# START OF TASK MATERIAL

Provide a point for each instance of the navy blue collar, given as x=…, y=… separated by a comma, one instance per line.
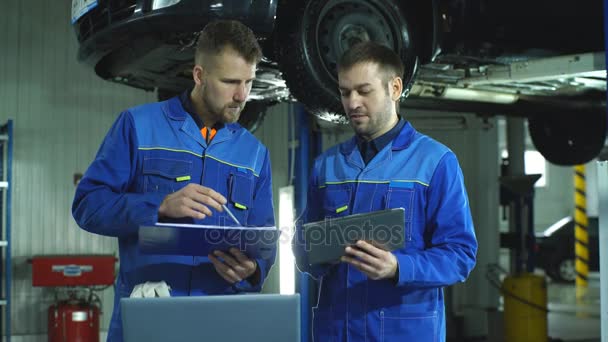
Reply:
x=400, y=142
x=184, y=98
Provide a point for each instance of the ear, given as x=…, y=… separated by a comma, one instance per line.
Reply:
x=396, y=88
x=197, y=75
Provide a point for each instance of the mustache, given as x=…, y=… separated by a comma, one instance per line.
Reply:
x=355, y=112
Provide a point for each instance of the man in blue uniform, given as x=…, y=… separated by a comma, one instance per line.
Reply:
x=179, y=161
x=372, y=294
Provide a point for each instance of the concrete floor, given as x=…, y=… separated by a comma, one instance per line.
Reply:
x=572, y=320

# END OF TASK MATERIAL

■ **TO DO**
Leave the pictures out and reproduce each record exactly as written.

■ **ANSWER**
Provide a point for each instance of the navy blue collar, given as x=…, y=… separated by a comma, one instance per line.
Reply:
x=400, y=142
x=184, y=98
Provide a point for each instance of the ear, given as x=…, y=… separated by a comma, one instance per line.
Reply:
x=396, y=88
x=197, y=75
Provide a point for each instance of the mustache, given as x=…, y=… separated by a comma, one instance per line.
Reply:
x=355, y=112
Provide a point for each instance of the man in blue uniform, given as x=…, y=… separated by a comma, one instance per line.
Reply:
x=179, y=161
x=372, y=294
Provide a point for each instance of the concrete floor, given as x=…, y=… separated by a comma, one instance per line.
Reply:
x=572, y=320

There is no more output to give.